• **Requirement**: Transcribe the stretch of entries below from the line with "Target phrase: stone staircase" through the line with "Target phrase: mossy stone step", exactly and with both ends included; leave out all other lines.

• **Entries supplied**:
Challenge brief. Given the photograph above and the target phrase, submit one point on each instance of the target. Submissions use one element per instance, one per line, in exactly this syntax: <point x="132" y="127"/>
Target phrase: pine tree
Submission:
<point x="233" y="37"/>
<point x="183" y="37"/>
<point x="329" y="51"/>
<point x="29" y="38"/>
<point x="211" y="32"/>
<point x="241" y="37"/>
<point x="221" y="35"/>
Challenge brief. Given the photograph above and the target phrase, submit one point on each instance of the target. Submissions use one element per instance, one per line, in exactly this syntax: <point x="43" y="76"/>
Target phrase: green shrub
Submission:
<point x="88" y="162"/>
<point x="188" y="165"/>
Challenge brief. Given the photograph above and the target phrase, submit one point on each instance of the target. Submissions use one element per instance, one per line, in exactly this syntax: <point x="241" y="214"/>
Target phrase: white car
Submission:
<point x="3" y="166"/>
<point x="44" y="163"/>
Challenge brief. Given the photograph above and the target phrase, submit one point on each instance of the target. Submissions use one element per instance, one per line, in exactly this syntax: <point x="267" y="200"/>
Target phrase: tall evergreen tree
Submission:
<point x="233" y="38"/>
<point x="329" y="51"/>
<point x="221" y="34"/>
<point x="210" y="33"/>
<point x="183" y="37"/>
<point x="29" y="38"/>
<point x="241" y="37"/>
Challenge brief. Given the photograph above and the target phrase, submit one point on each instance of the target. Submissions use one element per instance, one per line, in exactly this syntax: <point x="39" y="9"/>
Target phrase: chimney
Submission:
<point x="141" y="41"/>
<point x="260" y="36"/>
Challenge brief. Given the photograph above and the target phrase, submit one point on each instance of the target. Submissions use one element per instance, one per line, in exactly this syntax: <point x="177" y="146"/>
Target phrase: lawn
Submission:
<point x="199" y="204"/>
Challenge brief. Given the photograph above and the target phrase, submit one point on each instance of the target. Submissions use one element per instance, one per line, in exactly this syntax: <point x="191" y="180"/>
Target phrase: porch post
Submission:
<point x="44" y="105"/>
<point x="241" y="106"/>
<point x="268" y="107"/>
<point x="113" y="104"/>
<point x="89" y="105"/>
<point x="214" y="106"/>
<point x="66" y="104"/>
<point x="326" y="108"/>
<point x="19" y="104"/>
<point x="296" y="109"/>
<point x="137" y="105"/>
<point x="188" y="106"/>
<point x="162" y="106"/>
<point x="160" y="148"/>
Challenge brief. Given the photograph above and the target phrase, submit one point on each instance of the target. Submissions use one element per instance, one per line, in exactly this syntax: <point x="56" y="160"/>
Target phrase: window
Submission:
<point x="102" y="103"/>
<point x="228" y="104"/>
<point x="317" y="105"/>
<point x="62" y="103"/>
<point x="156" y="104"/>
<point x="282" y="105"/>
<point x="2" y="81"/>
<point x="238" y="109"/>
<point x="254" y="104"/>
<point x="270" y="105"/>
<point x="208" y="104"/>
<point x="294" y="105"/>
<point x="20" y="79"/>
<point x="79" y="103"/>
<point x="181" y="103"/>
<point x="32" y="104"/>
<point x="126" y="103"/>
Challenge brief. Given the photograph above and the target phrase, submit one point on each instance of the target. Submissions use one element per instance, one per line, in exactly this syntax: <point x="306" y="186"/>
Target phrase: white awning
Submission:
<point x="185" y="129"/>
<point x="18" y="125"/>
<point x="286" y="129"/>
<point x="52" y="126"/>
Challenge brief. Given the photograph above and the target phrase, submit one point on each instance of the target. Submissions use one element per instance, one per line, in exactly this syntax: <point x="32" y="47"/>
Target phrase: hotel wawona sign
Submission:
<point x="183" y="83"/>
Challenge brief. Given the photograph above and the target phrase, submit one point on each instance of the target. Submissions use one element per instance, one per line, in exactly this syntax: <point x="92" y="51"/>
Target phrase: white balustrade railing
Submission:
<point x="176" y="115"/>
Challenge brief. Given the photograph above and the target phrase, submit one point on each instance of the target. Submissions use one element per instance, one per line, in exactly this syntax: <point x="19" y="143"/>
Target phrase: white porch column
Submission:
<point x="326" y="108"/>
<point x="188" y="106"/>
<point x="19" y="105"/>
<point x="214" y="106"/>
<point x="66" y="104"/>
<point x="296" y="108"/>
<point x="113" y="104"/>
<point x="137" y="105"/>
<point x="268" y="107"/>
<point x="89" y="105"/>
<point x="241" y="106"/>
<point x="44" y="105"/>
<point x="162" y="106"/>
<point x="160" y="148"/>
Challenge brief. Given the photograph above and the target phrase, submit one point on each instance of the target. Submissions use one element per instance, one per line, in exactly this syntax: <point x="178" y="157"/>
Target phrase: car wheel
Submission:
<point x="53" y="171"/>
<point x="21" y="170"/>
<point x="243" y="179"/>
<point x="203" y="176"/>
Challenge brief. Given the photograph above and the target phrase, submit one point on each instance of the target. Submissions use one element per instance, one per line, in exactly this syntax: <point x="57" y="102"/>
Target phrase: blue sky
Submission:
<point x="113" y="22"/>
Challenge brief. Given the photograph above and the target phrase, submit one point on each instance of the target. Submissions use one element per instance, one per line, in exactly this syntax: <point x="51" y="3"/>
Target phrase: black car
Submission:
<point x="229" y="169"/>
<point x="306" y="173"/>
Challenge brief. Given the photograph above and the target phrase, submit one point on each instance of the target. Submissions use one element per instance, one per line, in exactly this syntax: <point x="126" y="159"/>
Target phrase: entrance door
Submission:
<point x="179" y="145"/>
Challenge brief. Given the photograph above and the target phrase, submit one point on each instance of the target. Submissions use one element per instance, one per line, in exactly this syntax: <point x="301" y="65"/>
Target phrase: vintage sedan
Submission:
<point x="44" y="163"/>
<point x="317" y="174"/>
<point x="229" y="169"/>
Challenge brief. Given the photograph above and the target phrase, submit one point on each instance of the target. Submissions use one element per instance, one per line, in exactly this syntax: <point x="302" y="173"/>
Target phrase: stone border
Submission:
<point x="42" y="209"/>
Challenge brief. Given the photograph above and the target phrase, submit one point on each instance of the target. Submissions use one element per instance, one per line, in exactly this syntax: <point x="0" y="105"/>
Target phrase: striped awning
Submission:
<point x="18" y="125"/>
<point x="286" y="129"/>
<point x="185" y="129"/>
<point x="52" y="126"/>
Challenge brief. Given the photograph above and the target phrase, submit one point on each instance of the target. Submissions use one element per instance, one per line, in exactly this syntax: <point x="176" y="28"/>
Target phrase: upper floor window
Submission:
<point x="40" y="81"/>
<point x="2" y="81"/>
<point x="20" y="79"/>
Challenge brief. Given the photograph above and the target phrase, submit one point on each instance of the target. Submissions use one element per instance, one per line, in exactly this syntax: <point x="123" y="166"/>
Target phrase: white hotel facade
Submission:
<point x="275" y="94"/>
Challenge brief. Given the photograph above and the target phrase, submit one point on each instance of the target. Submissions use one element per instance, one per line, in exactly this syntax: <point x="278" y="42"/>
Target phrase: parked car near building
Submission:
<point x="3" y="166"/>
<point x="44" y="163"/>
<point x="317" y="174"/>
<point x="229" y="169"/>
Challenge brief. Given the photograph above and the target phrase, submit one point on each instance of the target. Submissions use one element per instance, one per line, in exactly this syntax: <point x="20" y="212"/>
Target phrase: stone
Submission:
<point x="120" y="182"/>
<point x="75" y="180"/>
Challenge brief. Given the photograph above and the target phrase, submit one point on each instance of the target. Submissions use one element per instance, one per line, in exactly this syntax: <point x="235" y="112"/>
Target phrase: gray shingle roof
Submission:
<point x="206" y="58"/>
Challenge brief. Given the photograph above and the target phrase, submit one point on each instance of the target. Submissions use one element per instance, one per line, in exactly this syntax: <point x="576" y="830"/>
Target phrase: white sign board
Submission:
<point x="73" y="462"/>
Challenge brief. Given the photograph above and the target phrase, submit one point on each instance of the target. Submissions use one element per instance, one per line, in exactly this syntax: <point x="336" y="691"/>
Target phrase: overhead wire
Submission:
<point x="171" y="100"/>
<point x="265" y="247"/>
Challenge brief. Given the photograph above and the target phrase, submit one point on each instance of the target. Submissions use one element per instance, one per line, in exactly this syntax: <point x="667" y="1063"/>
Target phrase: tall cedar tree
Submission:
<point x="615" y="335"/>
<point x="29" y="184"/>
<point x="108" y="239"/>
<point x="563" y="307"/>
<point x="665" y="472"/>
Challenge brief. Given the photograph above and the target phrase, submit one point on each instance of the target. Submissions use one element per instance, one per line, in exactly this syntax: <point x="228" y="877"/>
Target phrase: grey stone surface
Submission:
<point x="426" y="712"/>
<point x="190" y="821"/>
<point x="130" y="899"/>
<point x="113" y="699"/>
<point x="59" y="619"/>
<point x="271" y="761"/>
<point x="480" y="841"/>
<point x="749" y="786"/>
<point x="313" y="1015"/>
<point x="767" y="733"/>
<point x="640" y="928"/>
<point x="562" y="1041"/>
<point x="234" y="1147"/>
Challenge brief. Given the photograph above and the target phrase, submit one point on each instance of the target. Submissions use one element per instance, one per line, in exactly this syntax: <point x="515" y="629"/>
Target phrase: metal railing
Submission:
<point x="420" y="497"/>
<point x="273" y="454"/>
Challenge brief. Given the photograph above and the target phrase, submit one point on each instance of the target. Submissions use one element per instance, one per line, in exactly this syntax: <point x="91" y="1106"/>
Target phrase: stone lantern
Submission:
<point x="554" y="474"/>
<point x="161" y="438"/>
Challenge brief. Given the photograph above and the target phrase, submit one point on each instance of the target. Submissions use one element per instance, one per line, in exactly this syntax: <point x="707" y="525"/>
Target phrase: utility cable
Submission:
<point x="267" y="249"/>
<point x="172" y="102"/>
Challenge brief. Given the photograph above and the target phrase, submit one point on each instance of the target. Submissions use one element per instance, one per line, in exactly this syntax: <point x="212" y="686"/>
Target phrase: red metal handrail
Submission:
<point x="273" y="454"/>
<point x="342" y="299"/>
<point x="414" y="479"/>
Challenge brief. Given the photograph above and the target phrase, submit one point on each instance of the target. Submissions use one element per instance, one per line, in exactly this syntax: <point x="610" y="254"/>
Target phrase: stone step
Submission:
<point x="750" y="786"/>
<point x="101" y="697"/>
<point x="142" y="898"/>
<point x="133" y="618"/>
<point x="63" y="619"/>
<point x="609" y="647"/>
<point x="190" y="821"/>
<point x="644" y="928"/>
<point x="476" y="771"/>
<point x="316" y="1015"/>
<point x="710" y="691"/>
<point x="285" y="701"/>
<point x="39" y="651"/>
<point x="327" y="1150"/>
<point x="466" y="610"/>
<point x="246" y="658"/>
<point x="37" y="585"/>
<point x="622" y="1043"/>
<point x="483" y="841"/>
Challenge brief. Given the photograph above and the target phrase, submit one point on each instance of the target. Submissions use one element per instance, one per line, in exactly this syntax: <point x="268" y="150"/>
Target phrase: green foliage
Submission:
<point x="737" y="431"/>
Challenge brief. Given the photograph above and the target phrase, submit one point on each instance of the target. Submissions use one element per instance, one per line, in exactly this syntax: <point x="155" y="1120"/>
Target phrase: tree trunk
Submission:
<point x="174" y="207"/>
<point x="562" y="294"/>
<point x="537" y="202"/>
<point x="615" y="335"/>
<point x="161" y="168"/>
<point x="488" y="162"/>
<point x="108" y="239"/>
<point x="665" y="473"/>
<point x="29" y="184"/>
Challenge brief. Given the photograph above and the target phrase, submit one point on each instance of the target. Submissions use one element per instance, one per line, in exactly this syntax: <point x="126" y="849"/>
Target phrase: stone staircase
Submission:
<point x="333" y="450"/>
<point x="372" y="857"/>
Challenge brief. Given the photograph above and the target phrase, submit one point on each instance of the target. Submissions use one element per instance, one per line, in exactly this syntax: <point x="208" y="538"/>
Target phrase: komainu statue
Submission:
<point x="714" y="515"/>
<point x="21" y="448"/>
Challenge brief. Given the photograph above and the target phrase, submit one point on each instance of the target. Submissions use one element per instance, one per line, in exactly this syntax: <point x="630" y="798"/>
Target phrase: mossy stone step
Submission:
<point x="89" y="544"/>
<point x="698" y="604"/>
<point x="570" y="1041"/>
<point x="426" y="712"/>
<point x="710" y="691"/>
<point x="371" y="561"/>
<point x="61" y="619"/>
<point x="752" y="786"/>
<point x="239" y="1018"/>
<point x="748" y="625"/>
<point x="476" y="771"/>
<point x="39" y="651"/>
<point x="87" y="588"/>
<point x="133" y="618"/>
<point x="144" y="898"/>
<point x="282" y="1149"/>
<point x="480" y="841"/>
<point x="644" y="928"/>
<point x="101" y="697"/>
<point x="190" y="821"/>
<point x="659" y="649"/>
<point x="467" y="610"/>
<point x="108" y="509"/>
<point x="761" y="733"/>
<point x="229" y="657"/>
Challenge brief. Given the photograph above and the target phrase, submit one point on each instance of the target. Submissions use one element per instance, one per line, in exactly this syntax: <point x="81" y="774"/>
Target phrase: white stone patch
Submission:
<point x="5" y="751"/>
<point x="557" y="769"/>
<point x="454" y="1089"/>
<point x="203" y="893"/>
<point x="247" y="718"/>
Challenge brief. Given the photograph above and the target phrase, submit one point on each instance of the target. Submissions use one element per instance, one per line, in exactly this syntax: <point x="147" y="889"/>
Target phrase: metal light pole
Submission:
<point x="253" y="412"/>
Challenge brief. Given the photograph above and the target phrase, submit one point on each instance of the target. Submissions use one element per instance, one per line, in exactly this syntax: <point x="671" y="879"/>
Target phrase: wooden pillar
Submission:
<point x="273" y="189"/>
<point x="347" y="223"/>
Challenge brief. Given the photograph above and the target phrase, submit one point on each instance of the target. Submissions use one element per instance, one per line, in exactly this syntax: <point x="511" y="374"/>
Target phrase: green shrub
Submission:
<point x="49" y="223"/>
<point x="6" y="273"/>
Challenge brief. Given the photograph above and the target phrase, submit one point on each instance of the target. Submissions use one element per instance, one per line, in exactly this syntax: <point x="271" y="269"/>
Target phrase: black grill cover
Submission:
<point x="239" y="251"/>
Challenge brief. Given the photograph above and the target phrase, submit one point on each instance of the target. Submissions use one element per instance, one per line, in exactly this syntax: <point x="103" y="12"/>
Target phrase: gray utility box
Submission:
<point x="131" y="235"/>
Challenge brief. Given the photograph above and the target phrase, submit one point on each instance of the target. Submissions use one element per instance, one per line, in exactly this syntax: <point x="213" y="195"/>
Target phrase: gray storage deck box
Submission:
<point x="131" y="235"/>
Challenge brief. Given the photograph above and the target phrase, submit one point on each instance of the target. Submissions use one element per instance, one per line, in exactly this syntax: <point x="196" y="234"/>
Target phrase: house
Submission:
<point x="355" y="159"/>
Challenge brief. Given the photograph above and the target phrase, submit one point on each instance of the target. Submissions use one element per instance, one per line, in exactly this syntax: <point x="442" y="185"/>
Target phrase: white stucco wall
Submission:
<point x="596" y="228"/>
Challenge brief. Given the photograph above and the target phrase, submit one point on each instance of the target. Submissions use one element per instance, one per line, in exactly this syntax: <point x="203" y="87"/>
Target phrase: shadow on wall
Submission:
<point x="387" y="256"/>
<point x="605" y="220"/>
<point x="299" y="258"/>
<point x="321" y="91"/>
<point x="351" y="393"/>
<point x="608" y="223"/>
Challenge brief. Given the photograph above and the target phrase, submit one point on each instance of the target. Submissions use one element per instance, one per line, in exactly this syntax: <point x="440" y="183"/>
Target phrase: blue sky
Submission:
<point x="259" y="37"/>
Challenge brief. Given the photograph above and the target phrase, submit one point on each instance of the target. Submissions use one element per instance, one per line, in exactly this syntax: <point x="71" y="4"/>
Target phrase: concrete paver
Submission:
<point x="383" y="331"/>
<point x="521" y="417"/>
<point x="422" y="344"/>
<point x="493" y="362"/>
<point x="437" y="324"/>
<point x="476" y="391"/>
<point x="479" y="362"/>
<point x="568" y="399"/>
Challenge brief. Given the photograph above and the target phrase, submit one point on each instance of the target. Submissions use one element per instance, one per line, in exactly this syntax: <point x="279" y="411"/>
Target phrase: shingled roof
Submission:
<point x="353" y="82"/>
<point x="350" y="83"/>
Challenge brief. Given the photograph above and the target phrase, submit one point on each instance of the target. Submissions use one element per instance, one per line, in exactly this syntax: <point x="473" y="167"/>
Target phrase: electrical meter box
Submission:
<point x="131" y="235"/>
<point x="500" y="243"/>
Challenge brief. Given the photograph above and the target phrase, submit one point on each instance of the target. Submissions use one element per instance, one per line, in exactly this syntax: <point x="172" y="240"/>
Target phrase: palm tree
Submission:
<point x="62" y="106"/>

• **Problem solution**:
Target phrase: stone staircase
Submission:
<point x="333" y="450"/>
<point x="372" y="857"/>
Challenge brief. Given the photograph above and the target phrase, submit one point on each instance of the target. Submissions use one element per instance, one per line, in exactly this syntax: <point x="208" y="538"/>
Target phrase: komainu statue
Submission:
<point x="714" y="515"/>
<point x="21" y="448"/>
Challenge brief. Given the photograph above and the target phrase, submit one point on each instance of the target. Submissions use one element per instance, one per line, in exactly this syntax: <point x="630" y="798"/>
Target phrase: mossy stone step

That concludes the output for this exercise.